__Records for processing__.
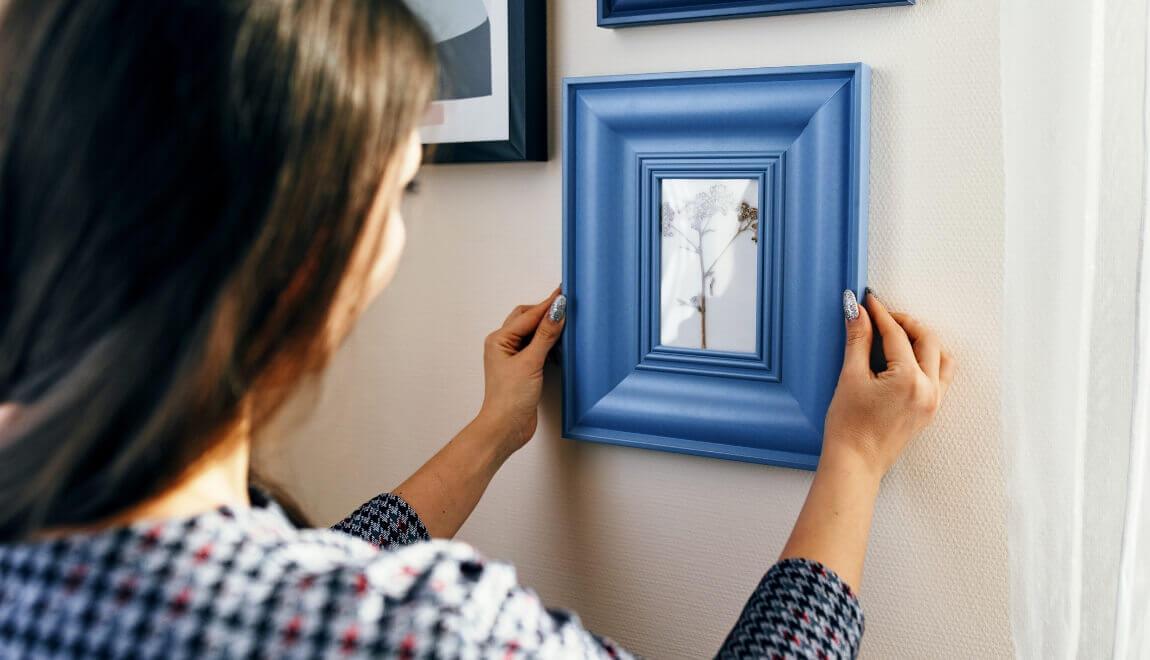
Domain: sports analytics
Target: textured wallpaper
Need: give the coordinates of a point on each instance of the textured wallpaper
(657, 550)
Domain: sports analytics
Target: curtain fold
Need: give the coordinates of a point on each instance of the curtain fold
(1074, 325)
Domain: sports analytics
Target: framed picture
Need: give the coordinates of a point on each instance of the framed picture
(491, 104)
(625, 13)
(711, 223)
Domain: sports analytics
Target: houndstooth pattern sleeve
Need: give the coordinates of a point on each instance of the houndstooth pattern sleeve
(799, 609)
(386, 521)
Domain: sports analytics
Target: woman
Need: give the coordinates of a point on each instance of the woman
(197, 199)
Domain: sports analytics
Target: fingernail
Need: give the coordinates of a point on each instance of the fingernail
(558, 308)
(850, 305)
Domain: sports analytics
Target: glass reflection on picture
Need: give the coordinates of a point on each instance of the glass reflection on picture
(710, 263)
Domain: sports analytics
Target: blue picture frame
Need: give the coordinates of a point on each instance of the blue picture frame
(628, 13)
(802, 132)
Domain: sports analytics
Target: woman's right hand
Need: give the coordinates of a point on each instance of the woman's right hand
(873, 416)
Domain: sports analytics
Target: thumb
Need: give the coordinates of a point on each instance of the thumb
(547, 332)
(857, 358)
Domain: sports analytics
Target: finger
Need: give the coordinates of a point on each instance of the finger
(857, 357)
(546, 332)
(523, 324)
(522, 308)
(896, 346)
(519, 309)
(926, 345)
(947, 366)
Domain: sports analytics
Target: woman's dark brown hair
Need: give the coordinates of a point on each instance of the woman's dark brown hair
(183, 184)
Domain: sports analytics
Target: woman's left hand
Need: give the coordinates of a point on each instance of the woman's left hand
(513, 359)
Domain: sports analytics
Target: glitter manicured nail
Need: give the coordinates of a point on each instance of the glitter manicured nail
(850, 305)
(558, 309)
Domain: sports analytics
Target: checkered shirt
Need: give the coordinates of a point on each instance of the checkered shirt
(245, 583)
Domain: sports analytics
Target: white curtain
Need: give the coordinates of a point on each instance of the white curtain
(1076, 325)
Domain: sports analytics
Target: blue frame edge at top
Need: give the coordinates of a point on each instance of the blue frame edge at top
(797, 439)
(619, 13)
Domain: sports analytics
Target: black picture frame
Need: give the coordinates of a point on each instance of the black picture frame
(527, 135)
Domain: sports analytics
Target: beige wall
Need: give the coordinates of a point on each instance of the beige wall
(660, 550)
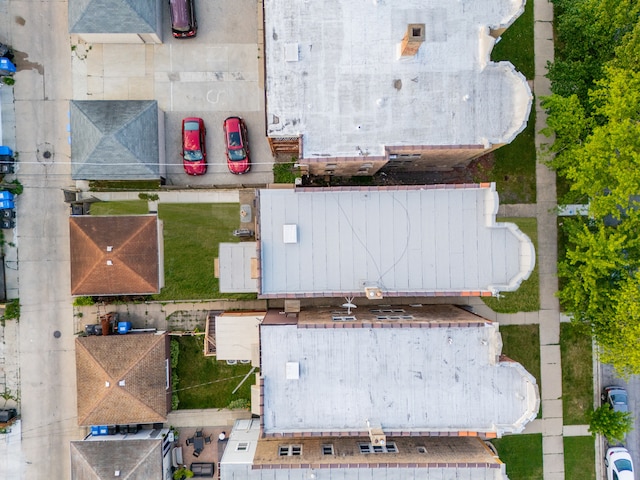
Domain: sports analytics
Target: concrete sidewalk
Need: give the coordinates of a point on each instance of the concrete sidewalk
(548, 317)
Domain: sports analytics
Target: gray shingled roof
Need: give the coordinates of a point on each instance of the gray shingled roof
(99, 460)
(407, 240)
(114, 140)
(114, 16)
(405, 379)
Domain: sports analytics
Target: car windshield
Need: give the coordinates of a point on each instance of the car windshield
(234, 139)
(619, 398)
(623, 465)
(237, 155)
(193, 155)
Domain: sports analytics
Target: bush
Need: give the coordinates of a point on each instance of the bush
(83, 301)
(613, 425)
(284, 172)
(175, 352)
(239, 403)
(12, 310)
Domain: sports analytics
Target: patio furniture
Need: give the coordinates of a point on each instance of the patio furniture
(202, 469)
(198, 444)
(176, 457)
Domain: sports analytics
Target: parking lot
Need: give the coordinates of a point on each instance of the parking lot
(215, 75)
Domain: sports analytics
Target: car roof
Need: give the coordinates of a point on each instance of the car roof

__Exercise details__.
Reproduce all the records verbatim, excluding images.

__Written reply__.
Domain: sports analytics
Target: textured wallpaper
Need: give the coordinates of a point on each instance of the textured wallpaper
(657, 550)
Domain: sports analytics
Target: curtain fold
Need: give the coordinates of a point on each instance of the curtain fold
(1074, 325)
Domain: sports analytics
Target: framed picture
Need: give the coordinates of a point on each instance of the framed picture
(491, 104)
(625, 13)
(711, 223)
Domain: sports analytics
Target: houndstooth pattern sleeve
Need: give the coordinates of a point on each instance of the houndstooth pattern sleeve
(799, 609)
(386, 521)
Domain: sports analytics
Target: woman
Need: give the coordinates of a point on each instance of the woman
(197, 199)
Domain: sports analytics
Target: fingernail
Need: give the coordinates of a point on each instance of the fingernail
(558, 308)
(850, 305)
Domain: sports analytics
Target: glass reflection on picture
Need: give the coordinates of a point on each instance of the glass reflection on picture
(710, 263)
Domain: sports analytics
Target: blue picture frame
Need: give the coordinates of a point on each instance of the blue picture frame
(628, 13)
(802, 132)
Domain: sports analytics
Target: woman's right hand
Need: give the coordinates of a point on each instance of the woman's right hand
(873, 416)
Domain: sports analytics
Target: thumb
Need: give the coordinates of a point on each instance of the thumb
(547, 332)
(857, 358)
Domain: sports analytics
Target: finger
Need: give the coordinates of a point on each instance of the finger
(857, 357)
(546, 332)
(523, 324)
(522, 308)
(896, 346)
(519, 309)
(926, 345)
(947, 366)
Domain: sports analytics
Target: woman's dark brown hair
Need: give the coordinates of a point on each instance of the woman's dark brown hair
(183, 184)
Domain: sports analytics
Target: woman's left hand
Need: give the coordinates of a point on each instance of the woman's left hand
(513, 359)
Domain: sports analytics
Target: glitter manicured nail
Need: give the coordinates of a point on each instance of the glitter manicured nail
(850, 305)
(558, 309)
Domain: sports analytics
Target: checkered shirt
Need: give the coordinates of a point on each instance of the checkered shirt
(245, 583)
Domain: sports analytics
Target: white curtain
Need: give the coordinates of a point on each instance of the white curtain
(1076, 325)
Domain: sports analytics
Target: blue frame edge at top
Need: give the coordinates of a point on each instance of the blue frame edge at top
(797, 439)
(619, 13)
Domain: sports analytics
Target: black picture frame
Need: give the coordinates of a point on each instance of the black picture frame
(527, 135)
Domain: sports analytics
Target: beige wall
Need: give the coordinates of a point on each instance of the beige wall
(660, 550)
Domain: sports analytics
Target: concrete sidewalk
Need: give the coordinates of a point on each instance of the concrete sidewalk
(548, 317)
Domain: sports analytics
Target: gray shingled roof
Need: give the coordinates of a point on each instance of the gray shingled roof
(99, 460)
(407, 240)
(114, 140)
(114, 16)
(405, 379)
Domain: sports analytics
Target: car windshield
Need: give the coordinates of a point on each instance of the car windshield
(234, 139)
(619, 398)
(623, 465)
(237, 155)
(193, 155)
Domain: sports analytics
Target: bush
Need: give the coordinates of a point on each instance of the bush
(83, 301)
(613, 425)
(284, 172)
(175, 352)
(239, 403)
(12, 310)
Domain: sports analytics
Target: patio furniture
Need: give the coordinates of a point on each instance of the patio furniture
(202, 469)
(198, 444)
(176, 457)
Domain: sports analytics
Target: parking lot
Need: give the coordinates of a point on each instance of the parking lot
(215, 75)
Domain: sports analytics
Target: car roof
Need: give the coordinates of a point on each instance of the car roof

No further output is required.